Return the records that follow unaltered. Omit every picture.

++++ Input rows ++++

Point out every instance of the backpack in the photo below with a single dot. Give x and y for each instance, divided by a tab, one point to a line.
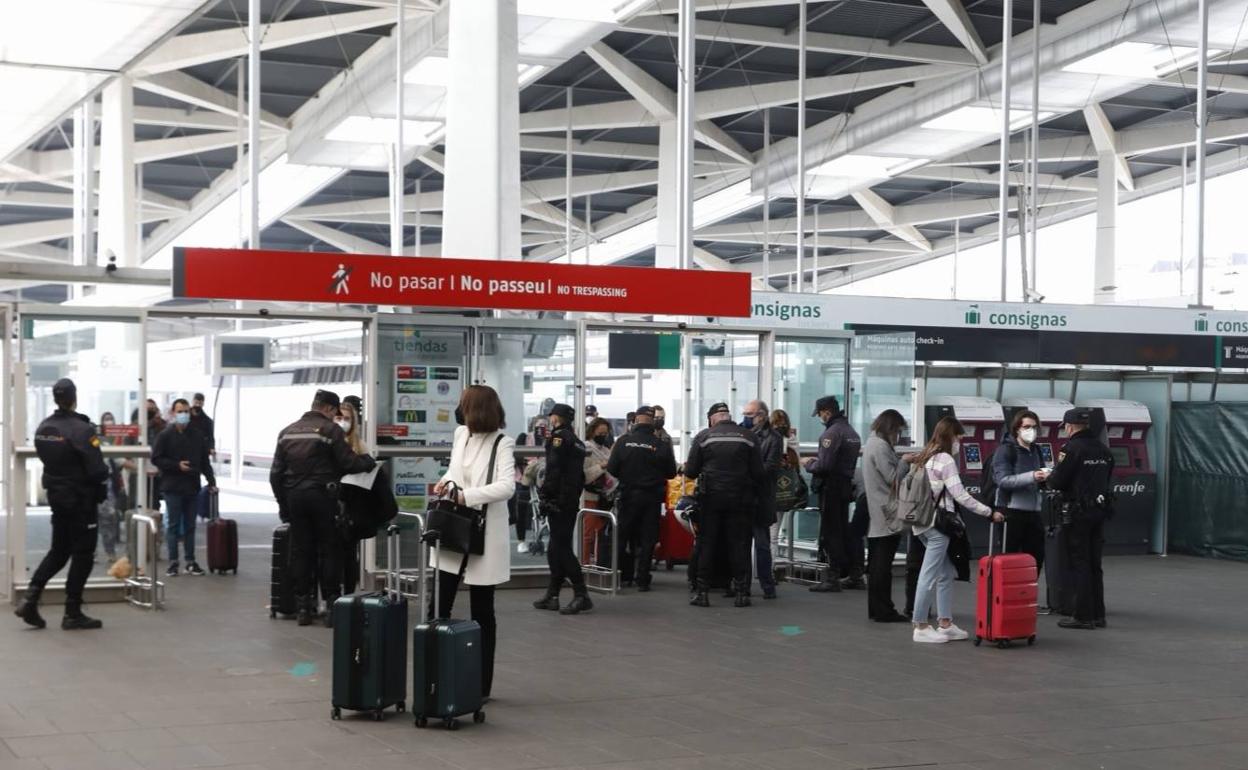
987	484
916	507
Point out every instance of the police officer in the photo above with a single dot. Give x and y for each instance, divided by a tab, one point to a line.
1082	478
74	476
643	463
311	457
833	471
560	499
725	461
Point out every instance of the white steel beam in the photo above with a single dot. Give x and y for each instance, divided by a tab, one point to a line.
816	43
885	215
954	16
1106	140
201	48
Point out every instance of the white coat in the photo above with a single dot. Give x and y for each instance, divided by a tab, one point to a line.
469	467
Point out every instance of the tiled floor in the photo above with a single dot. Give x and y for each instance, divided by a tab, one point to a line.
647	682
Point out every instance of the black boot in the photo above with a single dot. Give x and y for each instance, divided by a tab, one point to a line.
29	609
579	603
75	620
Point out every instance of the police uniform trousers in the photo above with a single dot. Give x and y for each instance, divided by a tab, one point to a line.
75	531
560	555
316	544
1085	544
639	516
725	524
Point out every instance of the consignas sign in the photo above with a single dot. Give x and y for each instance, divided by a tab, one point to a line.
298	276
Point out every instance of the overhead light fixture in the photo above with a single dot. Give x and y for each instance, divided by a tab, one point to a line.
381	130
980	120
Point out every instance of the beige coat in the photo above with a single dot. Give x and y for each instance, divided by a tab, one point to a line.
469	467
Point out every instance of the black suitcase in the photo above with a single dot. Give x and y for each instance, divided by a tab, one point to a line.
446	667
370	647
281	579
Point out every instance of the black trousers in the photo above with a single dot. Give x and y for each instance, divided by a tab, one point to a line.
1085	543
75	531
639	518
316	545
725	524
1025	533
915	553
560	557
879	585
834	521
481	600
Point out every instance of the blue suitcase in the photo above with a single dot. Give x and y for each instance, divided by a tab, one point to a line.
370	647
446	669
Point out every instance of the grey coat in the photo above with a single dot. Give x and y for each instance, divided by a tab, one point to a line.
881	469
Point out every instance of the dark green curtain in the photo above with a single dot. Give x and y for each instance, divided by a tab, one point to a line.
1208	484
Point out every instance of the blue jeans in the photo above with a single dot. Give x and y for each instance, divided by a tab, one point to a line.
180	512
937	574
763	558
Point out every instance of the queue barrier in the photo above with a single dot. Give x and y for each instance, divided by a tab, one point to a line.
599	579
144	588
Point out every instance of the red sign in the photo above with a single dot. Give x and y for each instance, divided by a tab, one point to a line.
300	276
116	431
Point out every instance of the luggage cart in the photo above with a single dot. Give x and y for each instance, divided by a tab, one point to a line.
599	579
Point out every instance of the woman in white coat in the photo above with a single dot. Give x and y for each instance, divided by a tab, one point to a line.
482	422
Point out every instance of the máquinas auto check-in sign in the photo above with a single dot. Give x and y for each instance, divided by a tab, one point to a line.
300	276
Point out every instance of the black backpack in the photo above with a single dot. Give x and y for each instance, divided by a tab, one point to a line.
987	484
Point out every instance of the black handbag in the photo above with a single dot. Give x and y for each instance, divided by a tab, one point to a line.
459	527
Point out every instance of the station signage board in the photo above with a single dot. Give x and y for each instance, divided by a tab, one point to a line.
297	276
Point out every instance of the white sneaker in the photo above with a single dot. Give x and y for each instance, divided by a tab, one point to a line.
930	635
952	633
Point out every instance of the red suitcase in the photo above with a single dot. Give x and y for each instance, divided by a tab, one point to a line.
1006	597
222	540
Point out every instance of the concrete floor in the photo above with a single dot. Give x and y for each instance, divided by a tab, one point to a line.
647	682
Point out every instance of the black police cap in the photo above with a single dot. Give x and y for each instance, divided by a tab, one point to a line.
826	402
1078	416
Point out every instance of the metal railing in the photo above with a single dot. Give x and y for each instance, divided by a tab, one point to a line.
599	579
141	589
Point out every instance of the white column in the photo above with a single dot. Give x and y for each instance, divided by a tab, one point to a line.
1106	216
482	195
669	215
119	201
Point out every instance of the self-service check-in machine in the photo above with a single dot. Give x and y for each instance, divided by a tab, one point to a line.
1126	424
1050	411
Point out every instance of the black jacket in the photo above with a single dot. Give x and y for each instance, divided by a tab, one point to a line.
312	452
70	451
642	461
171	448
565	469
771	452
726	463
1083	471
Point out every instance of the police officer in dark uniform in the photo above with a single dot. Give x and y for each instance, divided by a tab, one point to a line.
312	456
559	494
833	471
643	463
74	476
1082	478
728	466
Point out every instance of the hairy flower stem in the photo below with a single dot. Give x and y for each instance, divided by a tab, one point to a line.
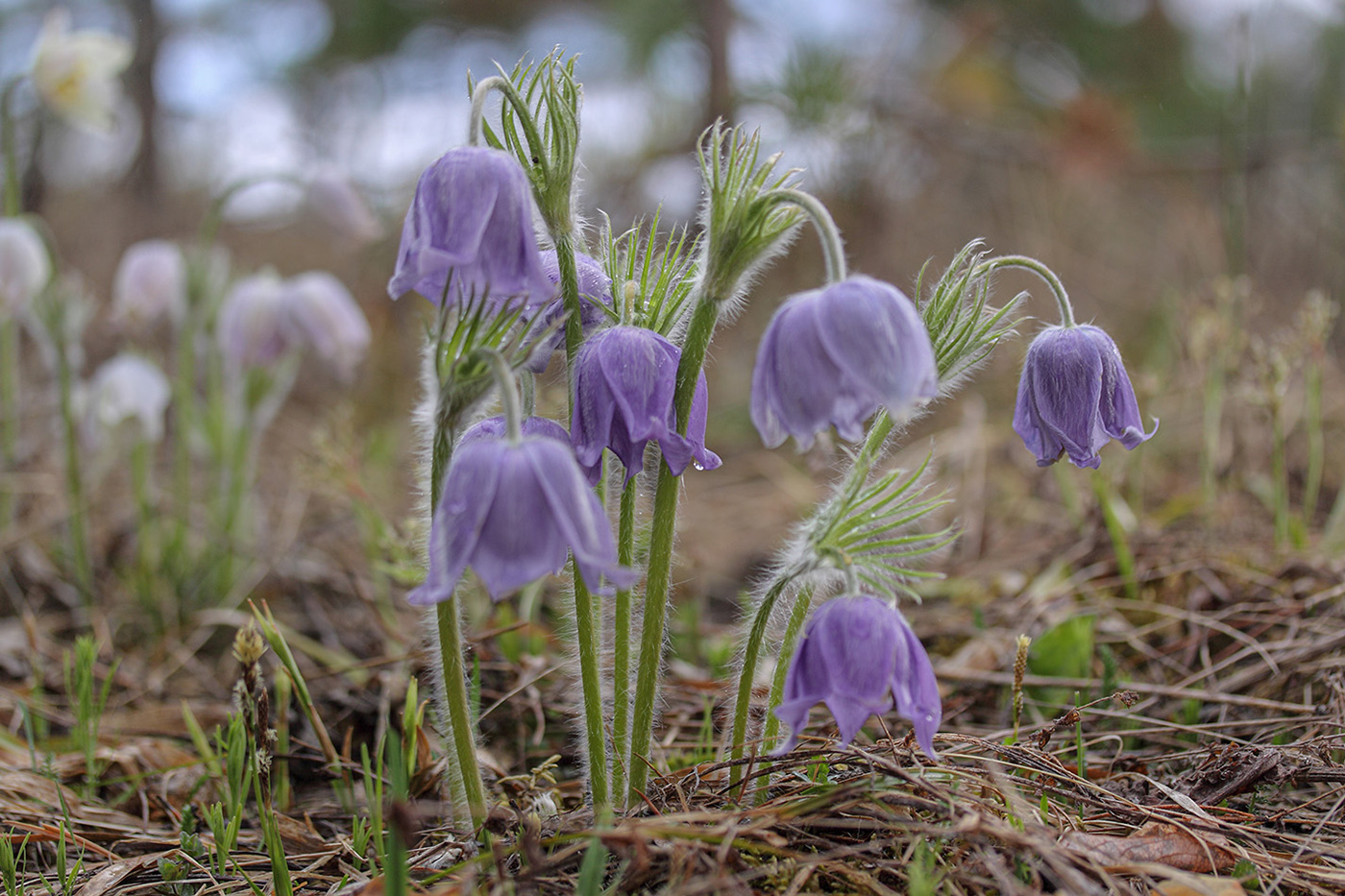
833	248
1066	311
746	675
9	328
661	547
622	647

++++

**Task solution:**
Point out every instance of the backpack in the photo below with a single dot. Give x and y for each instance, divided by a tab, one point to a line.
987	484
916	507
Point out every instance of the police officer in the photo above with a single dot. Give x and y for each instance, divided by a tab, one point to a line.
1082	478
74	476
643	463
311	457
833	471
560	499
725	461
Point out every instance of the white steel beam in the photo above with a single dot. Give x and y for each instance, divided by a tab, one point to a line.
816	43
885	215
954	16
1106	140
201	48
Point out every instance of the white coat in the photo above with a single dot. Give x and y for each instance, divided by a tab, one point to a line.
469	467
Point out every instance of the tiled floor in the photo above with a single dot. Give x and y for each instance, divided by a tab, one point to a line.
647	682
Point out every instance of the black boot in the photo above with a single dot. Give x and y for each instance, divided by a tab, one point to a line.
29	609
579	603
75	620
Point out every instance of the police uniform trousers in the photo above with a single dot. Give x and y for each instance, divided by a tab, one point to a line.
75	531
560	555
316	544
1085	544
639	516
725	524
Point out every instance of the consignas sign in the photo above with a single dot. Give x and y for each instance, divided by a tab, one point to a line.
298	276
Point out every instance of the overhead light fixture in the photo above with a single dot. Give x and y for each instance, divided by a tab, one point to a line.
381	130
980	120
Point out every instance of the beige coat in the photo above with a single dot. Give x and y for each instance, divided by a tab, one point to a line.
469	467
Point out every instance of the black suitcase in the photo above with a single dot. Give x and y for each instance, divided by a tab, one point to a line.
446	667
370	647
281	579
Point out every instance of the black trousers in the photo above with a single dot. Give x and y for each instance, divided by a tab, one point to a line.
1085	543
75	531
639	518
316	545
725	524
1025	533
915	553
560	557
879	585
834	521
481	600
Point out every instance of the blue suitcase in the photo above with a single dot. Give x and y for each instance, divided by a tab, one point to a line.
370	647
446	669
Point out every instance of the grey coat in the photo above with a single dot. Give x and y for each instance, divided by a tab, one point to a line.
881	469
Point out every instance of the dark green curtain in the photo above with a single dot. Give x and y for each instance, divided by a tab, one point to a line.
1208	484
Point out every instance of the blue jeans in the photo above with a single dot. Give x and y for each instance, divided by a tab, one point to a line.
180	512
937	574
763	558
Point out every instance of the queue barrier in the photo above with a single dot. Give x and y for each instance, divided by a tab, one point to a line.
599	579
144	588
Point out every instance of the red sign in the photo above with a single dot. Give x and y for each instance, divided by a tab, one point to a line.
300	276
116	431
Point out every instance of the luggage cart in the photo above with a single dot. Give x and y for each instance, divided by a tab, one point to a line.
599	579
Point out every instance of the woman in white coat in the photo above with a single dot. Give x and y for each instance, divided by a tab, one point to a line.
482	422
Point out every instance of the máquinas auto check-in sign in the photo above with a single dot. Give x and y for each instance, divided by a tab, one point to a line.
300	276
Point out every instance of the black backpack in the photo above with a single dot. Give x and y for each instance, divided by a tab, one point to a line.
987	484
Point out every instance of the black handbag in the photo above with a single dot. Give x and y for each instance, divided by a tab, one point to a line.
459	527
Point out every instance of the station signage board in the photo above with a single dot. Give x and y for each instance, divided by a tab, one point to a line.
297	276
Point out every instance of the white sneaker in the photo above with a single dot. Give x and y for each instance, divided by a tab, one point to a line.
930	635
952	633
Point out every instance of the red suitcase in the photo above with a single dot. Give x and y for each instance, divided by a tab, one point to a line.
1006	597
222	540
Point out every instance of the concrete floor in the photo above with a single dot. Give x and y for each instance, divided by a tab, one point to a line.
647	682
Point out every instance of the black police cap in the photo above with a single dot. Give x and y for each instance, divided by a tab, one point to a line.
826	402
1078	416
Point out every instance of the metal railing in the photo above with a single dot. Give x and y for each instance, divided by a tab, one point to a line.
599	579
141	589
Point out every instance of the white column in the photo above with a single dot. Give x and y for each instance, divided by a tab, one point to a line.
1106	216
482	195
669	215
119	201
Point out every instance of the self-service check-in machine in the photo above with a single dot. Give x and y for each instance, divided by a tab, one point to a line.
1126	424
1050	411
Point out every instance of the black jacket in the photo above with a single dot. Give x and y for each instance, divided by a tab, one point to a line.
312	452
70	451
642	461
171	448
565	469
771	452
726	463
1083	471
Point out every instance of the police officer in dark uniform in the photo above with a single dot. Give x and y for each instance, divided by a tab, one point to a line.
312	456
559	494
833	471
643	463
74	476
1082	478
728	466
Point out every instance of the hairy flower stem in the photo below with a single dot. Give x and y for each instance, divided by a tab, one point to a line.
833	248
1066	311
746	675
9	328
661	547
622	647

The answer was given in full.